Aim of the task: In the records below, the relevant part opens with the line containing "the distant forest" and closes with the line containing "woman's left hand"; print that part exactly and only, without its pictures.

▬▬▬▬▬▬▬▬▬▬

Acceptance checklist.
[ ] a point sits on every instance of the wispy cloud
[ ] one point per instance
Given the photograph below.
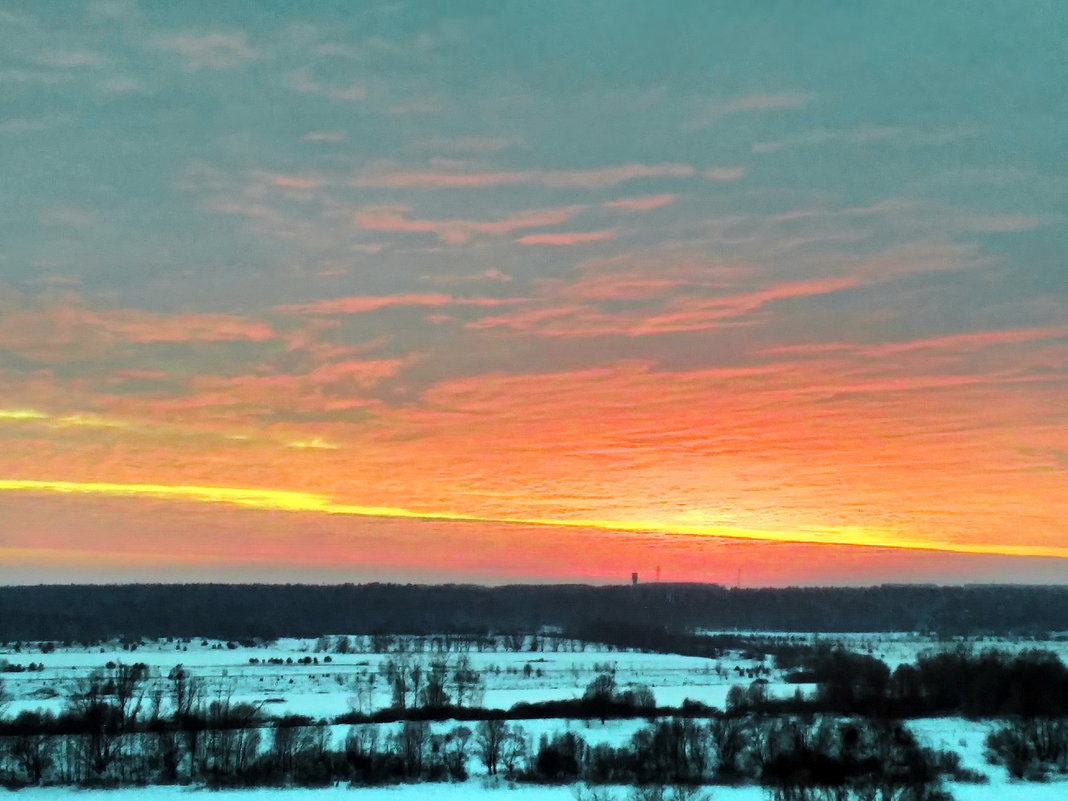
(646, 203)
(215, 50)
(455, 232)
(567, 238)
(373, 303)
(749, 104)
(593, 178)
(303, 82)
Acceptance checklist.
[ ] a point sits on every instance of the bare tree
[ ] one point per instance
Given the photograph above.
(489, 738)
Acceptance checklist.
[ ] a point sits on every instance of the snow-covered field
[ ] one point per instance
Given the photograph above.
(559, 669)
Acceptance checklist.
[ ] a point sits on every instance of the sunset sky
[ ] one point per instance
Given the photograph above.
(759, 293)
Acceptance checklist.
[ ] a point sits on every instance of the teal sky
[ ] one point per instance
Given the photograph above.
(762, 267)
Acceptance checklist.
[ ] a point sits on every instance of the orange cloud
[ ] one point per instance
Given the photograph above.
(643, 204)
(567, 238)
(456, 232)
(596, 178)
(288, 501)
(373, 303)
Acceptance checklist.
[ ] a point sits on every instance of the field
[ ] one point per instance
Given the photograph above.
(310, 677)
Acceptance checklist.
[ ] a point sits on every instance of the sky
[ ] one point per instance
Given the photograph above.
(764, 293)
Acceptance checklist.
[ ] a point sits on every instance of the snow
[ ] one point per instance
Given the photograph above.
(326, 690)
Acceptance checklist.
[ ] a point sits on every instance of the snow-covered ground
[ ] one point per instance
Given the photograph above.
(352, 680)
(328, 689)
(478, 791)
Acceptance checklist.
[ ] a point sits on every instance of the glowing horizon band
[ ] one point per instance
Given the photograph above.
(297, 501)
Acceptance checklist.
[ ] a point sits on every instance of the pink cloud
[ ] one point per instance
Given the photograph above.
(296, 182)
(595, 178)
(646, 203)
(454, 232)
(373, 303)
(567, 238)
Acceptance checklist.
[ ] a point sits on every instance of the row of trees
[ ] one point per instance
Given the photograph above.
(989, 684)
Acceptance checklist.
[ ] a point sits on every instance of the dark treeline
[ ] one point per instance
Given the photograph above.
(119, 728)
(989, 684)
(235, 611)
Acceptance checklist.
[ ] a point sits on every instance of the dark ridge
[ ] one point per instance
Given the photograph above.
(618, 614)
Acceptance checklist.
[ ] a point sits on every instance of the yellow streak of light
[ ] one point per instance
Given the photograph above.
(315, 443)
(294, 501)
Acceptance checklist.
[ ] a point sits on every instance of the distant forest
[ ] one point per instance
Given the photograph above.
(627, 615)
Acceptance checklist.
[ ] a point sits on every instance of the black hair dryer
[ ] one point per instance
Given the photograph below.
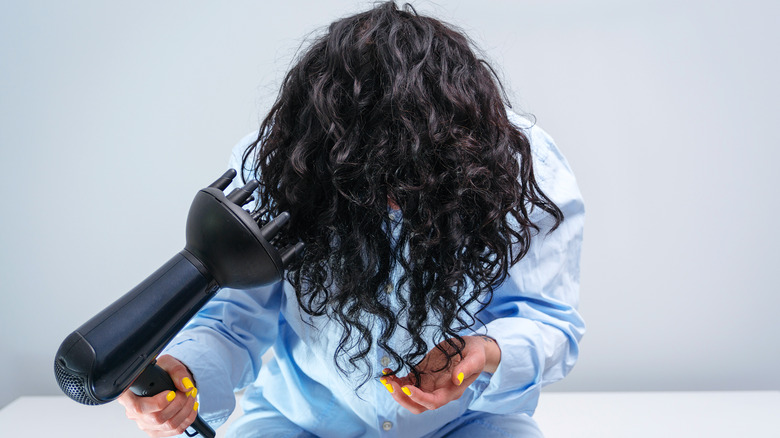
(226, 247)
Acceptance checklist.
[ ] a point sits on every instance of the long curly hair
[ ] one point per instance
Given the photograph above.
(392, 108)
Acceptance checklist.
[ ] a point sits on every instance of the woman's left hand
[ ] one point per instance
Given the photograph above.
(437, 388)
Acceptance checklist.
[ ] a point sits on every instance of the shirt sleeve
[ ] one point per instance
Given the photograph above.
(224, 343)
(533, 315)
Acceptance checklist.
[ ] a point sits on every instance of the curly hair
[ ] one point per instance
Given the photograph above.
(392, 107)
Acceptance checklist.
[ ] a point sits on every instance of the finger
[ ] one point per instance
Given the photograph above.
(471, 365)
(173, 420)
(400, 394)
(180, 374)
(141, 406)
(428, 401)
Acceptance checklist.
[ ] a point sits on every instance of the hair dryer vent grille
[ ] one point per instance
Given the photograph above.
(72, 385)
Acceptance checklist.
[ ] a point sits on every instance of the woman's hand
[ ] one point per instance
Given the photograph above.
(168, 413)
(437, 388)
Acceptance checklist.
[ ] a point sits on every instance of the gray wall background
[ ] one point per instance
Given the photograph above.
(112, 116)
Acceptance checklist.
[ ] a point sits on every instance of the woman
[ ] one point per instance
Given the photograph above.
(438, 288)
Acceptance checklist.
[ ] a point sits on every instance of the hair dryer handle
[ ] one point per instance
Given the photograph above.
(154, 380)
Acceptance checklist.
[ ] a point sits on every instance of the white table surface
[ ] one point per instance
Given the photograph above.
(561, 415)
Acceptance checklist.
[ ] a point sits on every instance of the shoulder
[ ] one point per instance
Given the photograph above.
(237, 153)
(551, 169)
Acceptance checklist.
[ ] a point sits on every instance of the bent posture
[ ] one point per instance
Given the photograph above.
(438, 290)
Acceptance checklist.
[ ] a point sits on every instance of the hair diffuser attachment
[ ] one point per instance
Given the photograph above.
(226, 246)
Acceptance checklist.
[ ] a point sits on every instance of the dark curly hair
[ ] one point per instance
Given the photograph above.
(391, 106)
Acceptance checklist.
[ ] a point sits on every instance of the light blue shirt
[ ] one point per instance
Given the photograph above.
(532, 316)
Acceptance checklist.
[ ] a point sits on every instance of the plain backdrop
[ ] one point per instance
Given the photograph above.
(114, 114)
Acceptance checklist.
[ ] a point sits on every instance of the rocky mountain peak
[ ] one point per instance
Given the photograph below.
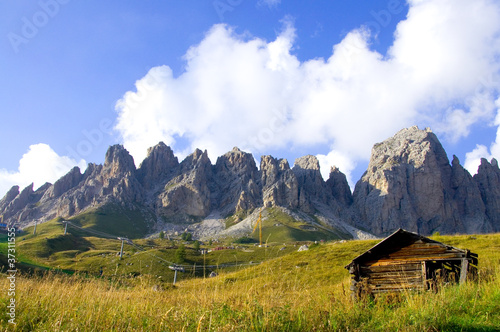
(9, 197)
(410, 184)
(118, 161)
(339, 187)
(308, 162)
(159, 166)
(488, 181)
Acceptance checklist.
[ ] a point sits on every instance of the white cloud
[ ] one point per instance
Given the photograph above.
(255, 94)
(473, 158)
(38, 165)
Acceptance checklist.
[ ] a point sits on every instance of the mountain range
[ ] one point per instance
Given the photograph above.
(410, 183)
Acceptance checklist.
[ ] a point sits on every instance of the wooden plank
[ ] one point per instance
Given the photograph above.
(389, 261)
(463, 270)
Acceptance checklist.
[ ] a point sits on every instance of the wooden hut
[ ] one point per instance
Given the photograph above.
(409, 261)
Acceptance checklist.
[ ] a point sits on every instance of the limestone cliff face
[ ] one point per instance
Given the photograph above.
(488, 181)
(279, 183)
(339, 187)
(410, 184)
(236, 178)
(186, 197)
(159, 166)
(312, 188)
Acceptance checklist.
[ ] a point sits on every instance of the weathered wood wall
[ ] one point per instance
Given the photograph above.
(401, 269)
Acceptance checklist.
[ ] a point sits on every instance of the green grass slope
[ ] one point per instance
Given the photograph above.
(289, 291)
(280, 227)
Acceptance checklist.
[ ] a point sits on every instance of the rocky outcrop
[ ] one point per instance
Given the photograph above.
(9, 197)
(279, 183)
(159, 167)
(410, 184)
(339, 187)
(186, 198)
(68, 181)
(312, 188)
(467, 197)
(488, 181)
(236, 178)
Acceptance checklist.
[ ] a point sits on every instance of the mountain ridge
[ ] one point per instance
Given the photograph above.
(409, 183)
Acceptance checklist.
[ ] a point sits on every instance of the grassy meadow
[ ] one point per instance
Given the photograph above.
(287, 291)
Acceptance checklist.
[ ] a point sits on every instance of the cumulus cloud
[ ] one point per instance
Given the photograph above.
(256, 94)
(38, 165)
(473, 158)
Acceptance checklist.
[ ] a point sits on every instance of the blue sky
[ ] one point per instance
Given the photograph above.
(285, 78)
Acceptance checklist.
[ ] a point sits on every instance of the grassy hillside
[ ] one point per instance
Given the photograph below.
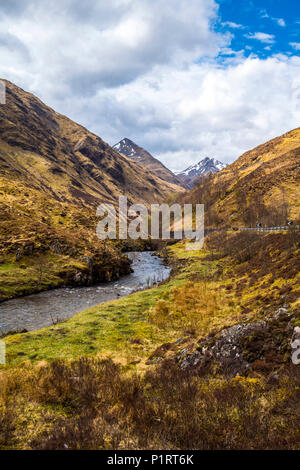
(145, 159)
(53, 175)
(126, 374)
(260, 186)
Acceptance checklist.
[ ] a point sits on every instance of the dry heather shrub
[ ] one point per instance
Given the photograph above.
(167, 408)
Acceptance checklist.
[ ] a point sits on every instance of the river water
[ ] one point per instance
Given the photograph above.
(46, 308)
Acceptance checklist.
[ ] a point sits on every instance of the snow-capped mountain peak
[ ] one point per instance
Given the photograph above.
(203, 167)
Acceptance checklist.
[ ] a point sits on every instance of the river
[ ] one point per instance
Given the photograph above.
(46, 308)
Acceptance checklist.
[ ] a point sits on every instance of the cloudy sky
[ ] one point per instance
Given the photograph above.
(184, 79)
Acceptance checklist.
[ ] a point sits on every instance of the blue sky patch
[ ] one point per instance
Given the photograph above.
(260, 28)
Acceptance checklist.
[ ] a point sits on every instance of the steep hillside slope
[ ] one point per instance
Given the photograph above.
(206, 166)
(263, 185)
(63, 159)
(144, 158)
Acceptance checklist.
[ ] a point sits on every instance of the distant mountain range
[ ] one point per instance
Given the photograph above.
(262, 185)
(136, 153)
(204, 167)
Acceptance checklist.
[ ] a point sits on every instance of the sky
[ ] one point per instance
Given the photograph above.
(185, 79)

▬▬▬▬▬▬▬▬▬▬

Your response:
[ ] a point sits on every instance of the distant forest
[ ] one point per instance
Given the photograph above.
(627, 615)
Acceptance checklist.
[ ] a point sits on every instance of the black hair dryer
[ ] one point per instance
Given the photograph below.
(226, 247)
Acceptance checklist.
[ ] a point sits on every instance of the long curly hair
[ ] one point per instance
Given the photograph above.
(392, 108)
Acceptance checklist.
[ ] a point sits on every instance of the woman's left hand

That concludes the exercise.